> [What is expected]
Exactness is required. Restate every entry as written.

> [Information given]
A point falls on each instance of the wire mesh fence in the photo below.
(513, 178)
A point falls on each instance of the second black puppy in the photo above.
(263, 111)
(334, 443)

> [The completed task]
A point falls on each instance of the wire mesh fence in the photo below.
(513, 178)
A point falls on each instance of the second black puppy in the photo above.
(263, 111)
(334, 443)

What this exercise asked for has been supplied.